[Begin Selected extract]

AI Era Mythbusters: Bad Bot Edition
It’s hard to trust third-hand reporting in the middle of the AI hype cycle. Paid influencer activity and paper-thin marketing are everywhere. I have started discounting new claims of model or agent capabilities unless they come from someone I personally trust, or better yet, can verify independently.
Sadly, the same is true for web traffic. This blog is the first in a series about navigating the hype cycle and finding true signals in the noise.
Bot Traffic FUD
I’ve seen some people throwing around stats saying over half of all traffic is inorganic, and 99% of it comes from “bad bots.” They’re painting a picture of a web where every site is under siege. That’s Fear.
Conversely, I see people saying that we can’t identify with confidence whether something is a bot, suggesting it’s impossible to understand what’s driving changes in web traffic trends. That’s Uncertainty.
The most extreme take of all is, of course, “The Dead Internet Theory,” the dystopian feeling that nothing online is real, that the slop-ocalypse has come; it’s just bots posting for bots, and human engagement exists only on a spectrum of bot-like algorithm-pleasing to outright grifting. That’s Doubt.
While I empathize with people in distress about all these things, FUD only fuels that fire. Digital marketing and web development are both going through existential crises, and the last thing we need is more angst.
So I’m pushing back. Pantheon serves over a billion unique visitors monthly, giving us a view into a statistically significant portion of all web traffic. I’ve got the raw data, direct from the clickstream. It’s time to bust some myths.
Today’s Myth: You Can’t Identify Bots
Proving beyond a reasonable doubt whether a web request resulted from human intent is hard. Validation isn’t built into the protocol, and there are plenty of ways to “trick” people into creating traffic. Click farms and ad fraud are long-standing and still growing concerns. But many people have taken the relative looseness of how the open web works to the extreme of saying that nothing can be trusted. In practice, this is false.

[End Selected extract]

- What to work on:
**1)** In the post on bot-traffic myths, how many unique visitors does Pantheon serve each month?
**2)** From the post on bot-traffic myths, extract the passage between "AI Era Mythbusters: Bad" and "siege. That’s Fear.", inclusive.
**3)** Extend the post on bot-traffic myths, picking up right after its last sentence.
The listing after this point has nothing to do with the post on bot-traffic myths.

[Begin Records provided]

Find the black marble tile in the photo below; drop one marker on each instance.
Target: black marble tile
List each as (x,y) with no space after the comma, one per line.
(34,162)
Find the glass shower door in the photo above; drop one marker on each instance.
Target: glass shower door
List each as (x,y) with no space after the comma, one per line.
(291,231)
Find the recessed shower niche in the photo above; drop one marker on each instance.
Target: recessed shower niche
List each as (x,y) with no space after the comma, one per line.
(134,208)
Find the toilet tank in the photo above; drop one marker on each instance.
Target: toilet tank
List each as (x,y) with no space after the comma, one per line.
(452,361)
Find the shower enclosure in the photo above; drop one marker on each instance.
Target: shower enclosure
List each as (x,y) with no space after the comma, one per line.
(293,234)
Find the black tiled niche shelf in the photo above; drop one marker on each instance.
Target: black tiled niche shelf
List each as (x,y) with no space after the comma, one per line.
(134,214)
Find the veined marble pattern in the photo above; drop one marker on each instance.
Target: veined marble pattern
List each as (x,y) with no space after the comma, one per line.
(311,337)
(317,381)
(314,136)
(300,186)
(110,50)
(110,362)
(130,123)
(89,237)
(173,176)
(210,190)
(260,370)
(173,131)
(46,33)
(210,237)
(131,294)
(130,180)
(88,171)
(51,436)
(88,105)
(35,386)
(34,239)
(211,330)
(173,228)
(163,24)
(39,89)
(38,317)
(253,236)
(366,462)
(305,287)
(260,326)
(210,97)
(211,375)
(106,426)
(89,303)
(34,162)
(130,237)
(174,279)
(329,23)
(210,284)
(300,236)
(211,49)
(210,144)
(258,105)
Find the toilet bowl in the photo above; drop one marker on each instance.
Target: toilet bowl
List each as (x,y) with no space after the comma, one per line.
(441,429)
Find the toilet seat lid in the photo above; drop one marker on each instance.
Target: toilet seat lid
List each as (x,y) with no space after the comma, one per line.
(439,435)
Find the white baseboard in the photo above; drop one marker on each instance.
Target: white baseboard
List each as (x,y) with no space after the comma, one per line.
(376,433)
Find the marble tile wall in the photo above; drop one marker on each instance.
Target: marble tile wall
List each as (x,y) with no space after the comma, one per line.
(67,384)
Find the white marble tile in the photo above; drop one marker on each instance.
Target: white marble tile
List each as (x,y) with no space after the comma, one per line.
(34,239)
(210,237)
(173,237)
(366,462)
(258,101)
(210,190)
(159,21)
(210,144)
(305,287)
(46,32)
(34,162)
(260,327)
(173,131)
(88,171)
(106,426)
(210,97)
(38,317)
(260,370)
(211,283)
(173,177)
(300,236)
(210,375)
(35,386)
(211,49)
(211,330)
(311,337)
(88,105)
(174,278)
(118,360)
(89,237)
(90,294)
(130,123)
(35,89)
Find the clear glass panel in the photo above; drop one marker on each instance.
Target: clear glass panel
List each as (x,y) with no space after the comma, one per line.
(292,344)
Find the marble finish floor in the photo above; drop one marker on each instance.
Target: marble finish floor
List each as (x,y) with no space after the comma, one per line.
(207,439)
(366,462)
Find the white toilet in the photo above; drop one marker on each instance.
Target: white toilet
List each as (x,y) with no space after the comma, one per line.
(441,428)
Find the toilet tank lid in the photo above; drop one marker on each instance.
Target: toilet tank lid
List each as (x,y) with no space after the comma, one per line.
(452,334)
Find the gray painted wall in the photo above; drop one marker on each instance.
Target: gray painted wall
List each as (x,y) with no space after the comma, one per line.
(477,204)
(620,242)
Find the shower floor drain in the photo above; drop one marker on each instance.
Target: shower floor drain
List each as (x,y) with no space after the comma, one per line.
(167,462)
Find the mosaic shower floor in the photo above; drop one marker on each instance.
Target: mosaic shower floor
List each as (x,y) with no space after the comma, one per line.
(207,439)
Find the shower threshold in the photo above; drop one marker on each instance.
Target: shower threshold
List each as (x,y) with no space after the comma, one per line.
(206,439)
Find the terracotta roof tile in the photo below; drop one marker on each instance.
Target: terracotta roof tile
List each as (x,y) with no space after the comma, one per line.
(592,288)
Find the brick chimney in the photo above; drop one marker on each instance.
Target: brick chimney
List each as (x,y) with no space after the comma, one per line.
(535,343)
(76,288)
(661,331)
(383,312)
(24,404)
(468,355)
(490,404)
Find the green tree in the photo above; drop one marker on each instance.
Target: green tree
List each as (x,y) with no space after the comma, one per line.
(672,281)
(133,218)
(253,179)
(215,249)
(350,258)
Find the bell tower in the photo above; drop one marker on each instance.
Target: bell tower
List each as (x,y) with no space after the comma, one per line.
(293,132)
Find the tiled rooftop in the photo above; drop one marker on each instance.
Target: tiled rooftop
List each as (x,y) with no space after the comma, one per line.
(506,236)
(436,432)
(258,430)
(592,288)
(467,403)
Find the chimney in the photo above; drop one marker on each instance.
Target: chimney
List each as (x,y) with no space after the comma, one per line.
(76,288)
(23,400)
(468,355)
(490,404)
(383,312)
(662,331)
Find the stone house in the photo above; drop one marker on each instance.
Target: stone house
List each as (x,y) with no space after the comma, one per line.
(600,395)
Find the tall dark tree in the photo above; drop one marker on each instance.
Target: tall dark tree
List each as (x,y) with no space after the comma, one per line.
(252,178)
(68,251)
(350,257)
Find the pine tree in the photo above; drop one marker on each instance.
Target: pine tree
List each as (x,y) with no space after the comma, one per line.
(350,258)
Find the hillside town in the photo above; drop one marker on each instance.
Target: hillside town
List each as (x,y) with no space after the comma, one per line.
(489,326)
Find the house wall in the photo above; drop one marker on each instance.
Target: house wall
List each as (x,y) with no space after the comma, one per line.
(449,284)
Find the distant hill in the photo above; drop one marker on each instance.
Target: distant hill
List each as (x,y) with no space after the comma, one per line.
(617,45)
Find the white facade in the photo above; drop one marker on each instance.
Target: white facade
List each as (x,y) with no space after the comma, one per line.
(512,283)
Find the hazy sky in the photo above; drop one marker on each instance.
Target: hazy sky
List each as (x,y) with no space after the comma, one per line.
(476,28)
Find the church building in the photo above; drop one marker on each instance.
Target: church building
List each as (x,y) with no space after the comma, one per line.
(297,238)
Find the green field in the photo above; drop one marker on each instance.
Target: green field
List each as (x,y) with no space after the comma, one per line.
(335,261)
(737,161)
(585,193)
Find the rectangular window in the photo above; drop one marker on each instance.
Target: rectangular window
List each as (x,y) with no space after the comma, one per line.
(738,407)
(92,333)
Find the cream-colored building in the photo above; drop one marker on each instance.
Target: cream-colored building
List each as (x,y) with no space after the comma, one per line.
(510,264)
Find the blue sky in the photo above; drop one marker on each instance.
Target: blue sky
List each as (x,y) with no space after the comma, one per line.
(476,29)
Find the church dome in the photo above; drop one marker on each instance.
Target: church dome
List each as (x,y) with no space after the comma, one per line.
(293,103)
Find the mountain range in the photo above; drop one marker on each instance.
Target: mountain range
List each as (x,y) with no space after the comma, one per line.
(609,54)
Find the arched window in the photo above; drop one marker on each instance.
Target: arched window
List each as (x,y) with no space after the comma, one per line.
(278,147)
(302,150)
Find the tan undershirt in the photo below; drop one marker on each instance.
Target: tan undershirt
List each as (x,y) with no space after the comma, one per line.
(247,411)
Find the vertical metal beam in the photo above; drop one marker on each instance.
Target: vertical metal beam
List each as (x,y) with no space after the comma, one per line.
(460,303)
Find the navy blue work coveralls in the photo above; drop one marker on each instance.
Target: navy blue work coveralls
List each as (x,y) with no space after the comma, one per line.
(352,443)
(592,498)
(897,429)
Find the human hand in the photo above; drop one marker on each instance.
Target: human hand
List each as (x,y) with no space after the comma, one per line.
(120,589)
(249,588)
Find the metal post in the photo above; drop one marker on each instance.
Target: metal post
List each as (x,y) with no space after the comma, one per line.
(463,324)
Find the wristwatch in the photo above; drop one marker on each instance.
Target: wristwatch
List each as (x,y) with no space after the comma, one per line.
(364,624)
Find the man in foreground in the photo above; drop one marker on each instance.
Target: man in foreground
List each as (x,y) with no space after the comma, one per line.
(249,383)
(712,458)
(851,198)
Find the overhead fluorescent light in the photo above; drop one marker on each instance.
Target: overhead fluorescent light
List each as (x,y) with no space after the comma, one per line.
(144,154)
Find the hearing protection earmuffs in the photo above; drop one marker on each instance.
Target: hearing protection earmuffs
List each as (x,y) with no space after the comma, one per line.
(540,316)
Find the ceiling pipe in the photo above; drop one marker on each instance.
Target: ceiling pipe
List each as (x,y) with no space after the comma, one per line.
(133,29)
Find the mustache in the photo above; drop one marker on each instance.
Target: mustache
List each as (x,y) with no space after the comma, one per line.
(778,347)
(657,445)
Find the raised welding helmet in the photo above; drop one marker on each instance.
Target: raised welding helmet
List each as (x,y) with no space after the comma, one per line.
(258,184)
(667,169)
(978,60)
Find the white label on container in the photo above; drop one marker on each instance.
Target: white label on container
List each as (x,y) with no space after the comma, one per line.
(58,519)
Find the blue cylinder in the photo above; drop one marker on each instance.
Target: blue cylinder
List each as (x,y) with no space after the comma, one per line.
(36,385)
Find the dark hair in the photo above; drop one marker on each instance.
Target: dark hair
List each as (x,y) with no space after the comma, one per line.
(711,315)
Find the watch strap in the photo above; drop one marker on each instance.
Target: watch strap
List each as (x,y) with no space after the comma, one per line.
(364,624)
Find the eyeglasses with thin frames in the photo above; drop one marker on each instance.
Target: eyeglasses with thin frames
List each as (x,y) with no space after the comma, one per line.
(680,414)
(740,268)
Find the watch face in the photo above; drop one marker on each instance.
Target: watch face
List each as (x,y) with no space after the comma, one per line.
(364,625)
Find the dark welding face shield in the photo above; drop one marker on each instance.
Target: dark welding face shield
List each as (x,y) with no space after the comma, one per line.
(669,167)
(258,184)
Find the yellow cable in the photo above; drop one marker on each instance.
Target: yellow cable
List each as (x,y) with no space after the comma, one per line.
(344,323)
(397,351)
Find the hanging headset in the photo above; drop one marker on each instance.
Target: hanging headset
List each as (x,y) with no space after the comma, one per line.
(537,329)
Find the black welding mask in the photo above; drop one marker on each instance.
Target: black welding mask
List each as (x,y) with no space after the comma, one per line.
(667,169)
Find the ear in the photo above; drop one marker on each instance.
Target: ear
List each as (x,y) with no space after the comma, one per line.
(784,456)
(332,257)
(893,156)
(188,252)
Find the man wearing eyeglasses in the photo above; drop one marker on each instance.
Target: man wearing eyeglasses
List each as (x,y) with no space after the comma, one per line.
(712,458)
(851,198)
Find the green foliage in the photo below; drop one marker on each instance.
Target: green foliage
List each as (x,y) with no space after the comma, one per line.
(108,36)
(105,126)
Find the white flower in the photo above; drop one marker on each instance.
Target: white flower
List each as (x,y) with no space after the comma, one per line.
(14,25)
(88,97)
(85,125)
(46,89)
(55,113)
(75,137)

[End Records provided]

- Response list:
**1)** Over a billion unique visitors.

**2)**
AI Era Mythbusters: Bad Bot Edition
It’s hard to trust third-hand reporting in the middle of the AI hype cycle. Paid influencer activity and paper-thin marketing are everywhere. I have started discounting new claims of model or agent capabilities unless they come from someone I personally trust, or better yet, can verify independently.
Sadly, the same is true for web traffic. This blog is the first in a series about navigating the hype cycle and finding true signals in the noise.
Bot Traffic FUD
I’ve seen some people throwing around stats saying over half of all traffic is inorganic, and 99% of it comes from “bad bots.” They’re painting a picture of a web where every site is under siege. That’s Fear.

**3)**
When any piece of software requests a web page, it identifies itself with a “user-agent header,” which is just a bit of text usually containing the browser version, operating system, etc. Bots and crawlers use this field to tell you who they are and why they’re there.
It’s just text. A developer can make it say anything. As such, there’s been some scare-mongering about nefarious actors impersonating “good bots” to cover for bad actions, but diving into the data, I see no evidence of significant user-agent fraud along those lines.
This analysis examined the unfiltered clickstream across the Pantheon platform, tallying up successful requests for web pages where there was either a self-identified bot user agent, or else an unusually high ratio of requests per source, indicating that the source may be spidering (or attempting to attack) sites on the platform.
Here’s the breakdown of (potentially) inorganic traffic from the analysis:
To get at this “stealth bot” problem, I compared the total requests from known bot user agents with those that had a non-bot user agent but a high rate of page requests. This is the “suspicious” bucket.
This represents just over a third of all traffic in the sample. Don’t get me wrong, that’s a lot, but it’s also a far cry from the 99% FUD metric. It’s also not 37% of all requests since we’re singling out potentially inorganic traffic patterns, and when you look deeper into this bucket, it turns out to be a bit of a mixed bag.
For instance, one source self-identified as a very outdated browser that requested 140M pages from just 44 network addresses in a few days. That’s… probably not human.
Others are harder to pin down and could be the result of desired or authentic activity. For instance, corporate networks and VPNs collapse the apparent source of traffic to just a few IPs, and IT-managed software can result in a huge number of employees all running the exact same (though more current) version of Chrome.
Finally, it’s worth noting that decoupled frontends with NodeJS collectively accounted for more requests than any crawler other than Meta (who have really been on a tear lately).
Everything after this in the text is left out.